Whether you can consider Seboldt Farms a hobby or a job depends on which Seboldt you're asking.
"I tell people I don't have time for a real job, and I really don't," says Diana Seboldt of Seboldt Farms, a registered Polled Hereford cattle operation in Ozark, Mo. She keeps the day-to-day aspects of the farm moving, while her husband, Tom, works as an corporate executive in the big city. "I always say it's a full-time job for me and a hobby for Tom."
Diana and Tom Seboldt grew up in the area and each have a farm background. Tom was raised on a 40-acre livestock operation and spent summers lifting hay bales.
"After we got married, we lived in town for a couple of years," says Tom, "but we really wanted to get back to the country. We eventually bought a couple acres and a house but it wasn't enough property for livestock. When we bought our current house 10 years ago, we decided to get back into cattle."
They bought cattle from a local sale barn, and about a year later decided to get into Herefords. "You never know what you're getting from a sale barn and we had some wild cows. Just one in the bunch will make the entire herd wild," says Tom. "We got out of crossbreeds and have focused on Polled Herefords for 7 years."
Cattle roam 16 acres where they live outside of Ozark, and they own another 81 acres in a neighboring town. Tom also uses 42 acres around his Mom's farm for hay and cattle.
"I raise cattle, but have to make sure I'm good at raising hay," says Tom. He hires out the job of round-baling the crop. "I haven't purchased any baling equipment, but would like to when I have more time. Baling equipment isn't cheap and it's tough to maintain. You've got to bale a lot of hay to justify it. I'm only putting up around 120 bales a year." For now, owning a baler is something on the list of equipment they'll purchase when he retires.

# # #

STATED PROBLEM A
Please output the Seboldt Farms article word for word, in full.

# # #

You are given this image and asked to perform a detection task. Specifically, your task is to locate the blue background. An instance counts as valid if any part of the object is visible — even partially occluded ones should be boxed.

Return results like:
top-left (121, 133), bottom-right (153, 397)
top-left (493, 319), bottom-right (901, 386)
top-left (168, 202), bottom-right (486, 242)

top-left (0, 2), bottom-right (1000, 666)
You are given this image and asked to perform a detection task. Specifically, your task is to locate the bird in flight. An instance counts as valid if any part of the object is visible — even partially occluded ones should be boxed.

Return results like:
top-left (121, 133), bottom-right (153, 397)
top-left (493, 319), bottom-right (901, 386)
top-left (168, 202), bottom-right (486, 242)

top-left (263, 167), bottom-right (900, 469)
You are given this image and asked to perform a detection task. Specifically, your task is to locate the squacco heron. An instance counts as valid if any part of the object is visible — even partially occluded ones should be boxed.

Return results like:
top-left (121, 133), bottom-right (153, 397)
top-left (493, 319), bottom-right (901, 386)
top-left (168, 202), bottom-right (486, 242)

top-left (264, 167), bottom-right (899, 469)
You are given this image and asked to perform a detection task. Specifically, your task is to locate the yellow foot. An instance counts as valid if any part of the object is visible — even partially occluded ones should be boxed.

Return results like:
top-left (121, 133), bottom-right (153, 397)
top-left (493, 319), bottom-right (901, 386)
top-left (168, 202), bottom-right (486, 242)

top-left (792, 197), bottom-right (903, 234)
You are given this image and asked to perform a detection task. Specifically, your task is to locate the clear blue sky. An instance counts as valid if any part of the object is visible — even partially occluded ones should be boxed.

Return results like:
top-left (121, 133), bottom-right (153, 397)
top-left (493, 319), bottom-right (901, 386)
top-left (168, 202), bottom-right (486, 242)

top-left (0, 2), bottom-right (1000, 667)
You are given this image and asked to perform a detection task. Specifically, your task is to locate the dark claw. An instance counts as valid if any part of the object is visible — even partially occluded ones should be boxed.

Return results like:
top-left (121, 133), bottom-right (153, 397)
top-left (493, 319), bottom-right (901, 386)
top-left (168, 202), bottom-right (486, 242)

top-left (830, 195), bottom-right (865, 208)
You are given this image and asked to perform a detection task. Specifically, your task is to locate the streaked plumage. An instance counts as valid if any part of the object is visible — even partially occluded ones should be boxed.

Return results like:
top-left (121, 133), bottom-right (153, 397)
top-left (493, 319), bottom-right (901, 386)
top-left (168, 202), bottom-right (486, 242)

# # #

STATED PROBLEM B
Return the rows between the line holding "locate the yellow" and the line holding "top-left (792, 197), bottom-right (903, 234)", inclusive, copied exactly.

FULL OUTPUT A
Whether you can consider Seboldt Farms a hobby or a job depends on which Seboldt you're asking.
"I tell people I don't have time for a real job, and I really don't," says Diana Seboldt of Seboldt Farms, a registered Polled Hereford cattle operation in Ozark, Mo. She keeps the day-to-day aspects of the farm moving, while her husband, Tom, works as an corporate executive in the big city. "I always say it's a full-time job for me and a hobby for Tom."
Diana and Tom Seboldt grew up in the area and each have a farm background. Tom was raised on a 40-acre livestock operation and spent summers lifting hay bales.
"After we got married, we lived in town for a couple of years," says Tom, "but we really wanted to get back to the country. We eventually bought a couple acres and a house but it wasn't enough property for livestock. When we bought our current house 10 years ago, we decided to get back into cattle."
They bought cattle from a local sale barn, and about a year later decided to get into Herefords. "You never know what you're getting from a sale barn and we had some wild cows. Just one in the bunch will make the entire herd wild," says Tom. "We got out of crossbreeds and have focused on Polled Herefords for 7 years."
Cattle roam 16 acres where they live outside of Ozark, and they own another 81 acres in a neighboring town. Tom also uses 42 acres around his Mom's farm for hay and cattle.
"I raise cattle, but have to make sure I'm good at raising hay," says Tom. He hires out the job of round-baling the crop. "I haven't purchased any baling equipment, but would like to when I have more time. Baling equipment isn't cheap and it's tough to maintain. You've got to bale a lot of hay to justify it. I'm only putting up around 120 bales a year." For now, owning a baler is something on the list of equipment they'll purchase when he retires.

FULL OUTPUT B
You are given this image and asked to perform a detection task. Specifically, your task is to locate the yellow foot. An instance counts as valid if any part of the object is visible — even partially occluded ones should be boxed.

Return results like:
top-left (121, 133), bottom-right (153, 397)
top-left (493, 319), bottom-right (901, 386)
top-left (168, 202), bottom-right (486, 242)

top-left (792, 197), bottom-right (903, 234)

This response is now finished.